Saturday, September 1, 2012

September is here - time for Pasok , New Democracy and Democratic Left to show their collective hand....

Rush to finalize package of measures

Representatives of the three parties in the coalition government are to continue talks over the weekend in a bid to overcome differences on 11.5 billion euros’ worth of painful new austerity measures that Greece must approve to clinch crucial rescue loans.
The package -- which is harsher than anticipated, foreseeing 4.5 billion euros in cuts to pensions -- was discussed by the Cabinet on Friday and is to be approved by party leaders on Monday. The blueprint must then be endorsed by officials of Greece’s so-called troika of lenders -- the European Commission, European Central Bank and International Monetary Fund -- who are due in Athens later next week before it is submitted in Parliament in the second half of September. The troika review will determine whether Athens gets a 31.5-billion-euro loan.

**ASSIGNED TASK 1:**
Transcribe the part of the Greek austerity post that opens with the words containing "Representatives of the" and closes with "a 31.5-billion-euro loan.".
**ASSIGNED TASK 2:**
Decide whether each statement agrees with the Greek austerity post, answering yes or no and quoting the deciding words: (a) The package foresees 4.5 billion euros in cuts to pensions. (b) Party leaders are to approve the package on Friday. (c) The package is to be submitted in Parliament in the first half of September.
**ASSIGNED TASK 3:**
Carry the post on the Greek austerity package forward from its last sentence.

**RECORDED DATA:**
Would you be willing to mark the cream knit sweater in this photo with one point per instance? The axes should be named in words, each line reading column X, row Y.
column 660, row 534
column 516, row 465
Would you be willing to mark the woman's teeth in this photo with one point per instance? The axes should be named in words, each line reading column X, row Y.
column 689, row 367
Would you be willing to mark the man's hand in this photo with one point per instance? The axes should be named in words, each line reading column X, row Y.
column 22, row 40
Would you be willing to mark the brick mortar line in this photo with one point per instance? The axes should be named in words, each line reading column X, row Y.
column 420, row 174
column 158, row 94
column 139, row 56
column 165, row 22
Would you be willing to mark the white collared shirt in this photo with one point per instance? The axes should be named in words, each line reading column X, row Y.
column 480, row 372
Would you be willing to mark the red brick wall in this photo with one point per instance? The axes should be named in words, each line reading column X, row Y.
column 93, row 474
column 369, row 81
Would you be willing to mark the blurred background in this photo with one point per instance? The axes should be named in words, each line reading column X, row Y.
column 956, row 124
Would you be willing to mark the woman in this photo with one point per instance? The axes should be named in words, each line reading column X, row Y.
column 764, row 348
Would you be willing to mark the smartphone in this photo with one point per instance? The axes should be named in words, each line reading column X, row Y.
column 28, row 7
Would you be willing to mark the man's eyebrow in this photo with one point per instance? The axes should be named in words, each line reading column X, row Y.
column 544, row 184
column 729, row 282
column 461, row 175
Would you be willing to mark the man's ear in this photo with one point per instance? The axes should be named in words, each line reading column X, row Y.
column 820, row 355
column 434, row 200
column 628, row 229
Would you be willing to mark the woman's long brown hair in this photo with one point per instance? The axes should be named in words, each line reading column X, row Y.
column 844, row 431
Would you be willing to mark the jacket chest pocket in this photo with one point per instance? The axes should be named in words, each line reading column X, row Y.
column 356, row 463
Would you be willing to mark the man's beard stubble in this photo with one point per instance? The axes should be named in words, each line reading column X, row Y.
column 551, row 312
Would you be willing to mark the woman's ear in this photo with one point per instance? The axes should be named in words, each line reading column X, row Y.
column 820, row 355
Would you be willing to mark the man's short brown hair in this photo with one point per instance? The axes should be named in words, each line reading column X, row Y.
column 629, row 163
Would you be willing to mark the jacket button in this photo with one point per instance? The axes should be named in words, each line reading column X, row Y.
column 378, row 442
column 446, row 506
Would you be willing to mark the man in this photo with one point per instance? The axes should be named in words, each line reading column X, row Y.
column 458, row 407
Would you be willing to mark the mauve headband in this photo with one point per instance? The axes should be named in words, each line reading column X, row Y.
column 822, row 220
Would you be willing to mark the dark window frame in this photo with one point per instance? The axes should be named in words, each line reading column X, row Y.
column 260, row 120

---

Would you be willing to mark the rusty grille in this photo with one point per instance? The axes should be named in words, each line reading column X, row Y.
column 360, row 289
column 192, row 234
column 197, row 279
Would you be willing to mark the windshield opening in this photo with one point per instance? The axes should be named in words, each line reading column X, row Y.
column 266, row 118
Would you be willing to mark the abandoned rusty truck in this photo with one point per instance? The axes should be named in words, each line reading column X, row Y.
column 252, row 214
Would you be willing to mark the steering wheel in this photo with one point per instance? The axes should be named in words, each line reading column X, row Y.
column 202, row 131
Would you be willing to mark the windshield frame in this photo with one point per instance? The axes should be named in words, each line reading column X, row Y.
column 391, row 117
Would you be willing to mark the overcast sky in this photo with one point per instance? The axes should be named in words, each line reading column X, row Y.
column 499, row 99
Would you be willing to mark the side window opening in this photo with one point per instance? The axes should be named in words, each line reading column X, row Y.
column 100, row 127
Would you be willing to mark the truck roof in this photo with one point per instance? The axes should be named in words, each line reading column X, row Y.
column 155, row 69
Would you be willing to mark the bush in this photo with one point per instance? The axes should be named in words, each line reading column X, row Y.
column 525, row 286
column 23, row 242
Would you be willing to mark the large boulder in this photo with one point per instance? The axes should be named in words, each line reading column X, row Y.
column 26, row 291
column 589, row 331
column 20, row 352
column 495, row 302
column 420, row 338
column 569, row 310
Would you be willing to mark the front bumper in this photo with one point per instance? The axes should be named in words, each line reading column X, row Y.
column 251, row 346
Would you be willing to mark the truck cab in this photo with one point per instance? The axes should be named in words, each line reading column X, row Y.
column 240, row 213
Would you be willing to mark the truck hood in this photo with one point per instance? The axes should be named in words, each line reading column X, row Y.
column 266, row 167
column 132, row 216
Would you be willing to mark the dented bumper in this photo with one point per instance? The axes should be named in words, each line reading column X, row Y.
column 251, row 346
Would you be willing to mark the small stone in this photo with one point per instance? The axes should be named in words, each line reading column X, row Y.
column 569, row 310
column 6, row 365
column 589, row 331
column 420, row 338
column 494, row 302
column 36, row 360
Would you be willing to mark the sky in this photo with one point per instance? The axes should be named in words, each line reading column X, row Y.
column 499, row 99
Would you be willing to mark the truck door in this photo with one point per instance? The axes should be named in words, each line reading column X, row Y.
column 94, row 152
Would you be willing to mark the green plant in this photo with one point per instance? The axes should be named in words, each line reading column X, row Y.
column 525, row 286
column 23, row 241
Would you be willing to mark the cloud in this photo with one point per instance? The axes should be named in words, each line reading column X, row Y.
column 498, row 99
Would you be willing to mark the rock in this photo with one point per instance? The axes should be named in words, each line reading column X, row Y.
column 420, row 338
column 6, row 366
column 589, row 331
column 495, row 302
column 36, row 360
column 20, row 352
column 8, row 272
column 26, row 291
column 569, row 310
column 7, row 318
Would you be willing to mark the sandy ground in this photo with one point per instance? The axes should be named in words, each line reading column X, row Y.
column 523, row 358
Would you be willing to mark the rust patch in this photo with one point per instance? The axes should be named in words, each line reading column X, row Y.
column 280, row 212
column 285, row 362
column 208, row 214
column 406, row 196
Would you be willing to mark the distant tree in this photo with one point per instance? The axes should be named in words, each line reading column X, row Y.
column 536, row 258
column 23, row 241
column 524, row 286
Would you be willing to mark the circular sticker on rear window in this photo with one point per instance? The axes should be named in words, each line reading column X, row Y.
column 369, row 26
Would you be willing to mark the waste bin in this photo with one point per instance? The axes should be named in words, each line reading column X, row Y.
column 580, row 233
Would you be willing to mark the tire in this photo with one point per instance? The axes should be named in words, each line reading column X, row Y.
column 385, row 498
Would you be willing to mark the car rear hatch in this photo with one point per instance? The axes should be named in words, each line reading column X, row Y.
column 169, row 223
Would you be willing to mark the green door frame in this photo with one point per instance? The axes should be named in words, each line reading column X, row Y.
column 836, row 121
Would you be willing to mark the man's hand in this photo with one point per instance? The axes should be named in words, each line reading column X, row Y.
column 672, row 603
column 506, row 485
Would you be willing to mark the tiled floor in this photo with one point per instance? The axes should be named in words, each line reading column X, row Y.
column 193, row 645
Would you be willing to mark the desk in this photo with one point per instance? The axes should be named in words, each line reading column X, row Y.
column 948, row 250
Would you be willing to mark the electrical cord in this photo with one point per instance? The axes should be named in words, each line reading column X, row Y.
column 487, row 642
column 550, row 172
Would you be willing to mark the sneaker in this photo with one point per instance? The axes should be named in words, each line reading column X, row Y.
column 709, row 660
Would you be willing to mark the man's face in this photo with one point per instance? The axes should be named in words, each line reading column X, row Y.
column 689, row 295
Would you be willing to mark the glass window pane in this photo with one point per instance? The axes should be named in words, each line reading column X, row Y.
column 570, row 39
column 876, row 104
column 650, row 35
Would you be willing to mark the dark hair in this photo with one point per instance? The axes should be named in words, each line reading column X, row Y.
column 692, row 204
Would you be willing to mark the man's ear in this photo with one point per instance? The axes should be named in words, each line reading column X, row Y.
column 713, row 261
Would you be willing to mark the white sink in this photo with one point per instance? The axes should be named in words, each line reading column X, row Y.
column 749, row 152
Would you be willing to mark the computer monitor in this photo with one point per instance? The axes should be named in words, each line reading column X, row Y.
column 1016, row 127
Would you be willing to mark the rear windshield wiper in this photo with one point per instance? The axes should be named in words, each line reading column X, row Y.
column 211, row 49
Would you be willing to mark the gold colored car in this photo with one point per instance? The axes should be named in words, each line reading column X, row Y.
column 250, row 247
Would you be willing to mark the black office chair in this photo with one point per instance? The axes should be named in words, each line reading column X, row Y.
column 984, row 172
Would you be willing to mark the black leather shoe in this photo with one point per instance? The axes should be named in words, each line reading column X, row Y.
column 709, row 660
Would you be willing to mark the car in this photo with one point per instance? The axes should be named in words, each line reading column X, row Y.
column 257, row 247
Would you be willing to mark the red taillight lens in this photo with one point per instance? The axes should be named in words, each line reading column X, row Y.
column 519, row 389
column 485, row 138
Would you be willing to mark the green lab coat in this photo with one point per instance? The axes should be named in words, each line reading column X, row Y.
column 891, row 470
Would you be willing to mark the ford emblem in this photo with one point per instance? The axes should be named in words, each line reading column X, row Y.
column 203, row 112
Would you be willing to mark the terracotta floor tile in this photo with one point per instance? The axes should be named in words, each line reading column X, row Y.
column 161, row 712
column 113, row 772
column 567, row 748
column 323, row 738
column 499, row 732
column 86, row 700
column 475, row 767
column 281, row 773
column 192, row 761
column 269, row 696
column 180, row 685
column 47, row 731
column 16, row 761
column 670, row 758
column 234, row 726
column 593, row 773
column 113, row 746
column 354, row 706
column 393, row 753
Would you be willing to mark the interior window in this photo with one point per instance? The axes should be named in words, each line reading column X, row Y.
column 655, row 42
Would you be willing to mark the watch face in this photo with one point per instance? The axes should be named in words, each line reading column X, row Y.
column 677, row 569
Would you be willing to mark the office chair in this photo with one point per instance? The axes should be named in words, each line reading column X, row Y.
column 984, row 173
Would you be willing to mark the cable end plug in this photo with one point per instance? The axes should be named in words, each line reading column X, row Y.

---

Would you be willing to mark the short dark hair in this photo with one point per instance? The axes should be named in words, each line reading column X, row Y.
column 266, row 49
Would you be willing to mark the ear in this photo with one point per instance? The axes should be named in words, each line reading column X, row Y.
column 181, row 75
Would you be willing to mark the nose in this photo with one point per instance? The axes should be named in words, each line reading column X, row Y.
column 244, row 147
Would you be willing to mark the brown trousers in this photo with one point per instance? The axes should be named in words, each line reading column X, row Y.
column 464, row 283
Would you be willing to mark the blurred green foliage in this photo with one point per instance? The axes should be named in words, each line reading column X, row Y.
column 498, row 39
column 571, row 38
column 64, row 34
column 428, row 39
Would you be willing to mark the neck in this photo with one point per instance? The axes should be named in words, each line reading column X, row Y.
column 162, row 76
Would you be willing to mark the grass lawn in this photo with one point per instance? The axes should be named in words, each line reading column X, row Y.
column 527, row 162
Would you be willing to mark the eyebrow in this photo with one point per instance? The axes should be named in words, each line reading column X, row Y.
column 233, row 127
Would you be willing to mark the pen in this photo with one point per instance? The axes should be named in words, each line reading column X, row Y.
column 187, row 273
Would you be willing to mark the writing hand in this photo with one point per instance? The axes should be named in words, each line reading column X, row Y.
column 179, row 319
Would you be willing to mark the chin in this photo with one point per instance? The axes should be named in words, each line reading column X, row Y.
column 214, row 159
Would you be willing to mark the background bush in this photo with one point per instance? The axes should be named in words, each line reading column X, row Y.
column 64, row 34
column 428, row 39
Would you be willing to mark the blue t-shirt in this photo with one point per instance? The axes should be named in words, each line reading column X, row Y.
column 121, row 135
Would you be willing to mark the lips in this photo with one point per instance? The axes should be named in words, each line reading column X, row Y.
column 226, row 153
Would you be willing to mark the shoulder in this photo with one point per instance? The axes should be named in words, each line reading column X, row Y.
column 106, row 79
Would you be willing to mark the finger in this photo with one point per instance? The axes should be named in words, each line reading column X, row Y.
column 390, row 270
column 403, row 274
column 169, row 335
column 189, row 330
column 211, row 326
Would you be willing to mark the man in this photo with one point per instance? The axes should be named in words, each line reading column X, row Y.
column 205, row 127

**EXERCISE RESPONSE 1:**
Representatives of the three parties in the coalition government are to continue talks over the weekend in a bid to overcome differences on 11.5 billion euros’ worth of painful new austerity measures that Greece must approve to clinch crucial rescue loans.
The package -- which is harsher than anticipated, foreseeing 4.5 billion euros in cuts to pensions -- was discussed by the Cabinet on Friday and is to be approved by party leaders on Monday. The blueprint must then be endorsed by officials of Greece’s so-called troika of lenders -- the European Commission, European Central Bank and International Monetary Fund -- who are due in Athens later next week before it is submitted in Parliament in the second half of September. The troika review will determine whether Athens gets a 31.5-billion-euro loan.

**EXERCISE RESPONSE 2:**
(a) Yes: "foreseeing 4.5 billion euros in cuts to pensions"
(b) No: "is to be approved by party leaders on Monday"
(c) No: "before it is submitted in Parliament in the second half of September"

**EXERCISE RESPONSE 3:**
Apart from the 4.5 billion euros in pension cuts, the package also foresees 1.2 billion euros in cuts to the wages of certain categories of civil servants, including military and judicial staff, 1 billion euros in cuts to social benefits, 1.2 billion euros off state administrative costs and 1.4 billion euros off health spending.
Officials of PASOK and Democratic Left -- the two junior coalition members -- are to propose alternatives to some of the harsher measures. Meanwhile Democratic Left is said to be angry with conservative New Democracy’s failure to oblige the Orthodox Church to pay half of clerics’ salaries.
In a speech to party officials on Thursday, Prime Minister Antonis Samaras said new austerity was “inevitable” if Greece wanted to remain in the euro but stressed that there would be no more pain. “This is the last such package of cuts,” he said.
During the cabinet meeting, Samaras asked ministers to try to boost revenue so the country can quit the recession. “If all goes well, Greece will be very different in two years,” he said.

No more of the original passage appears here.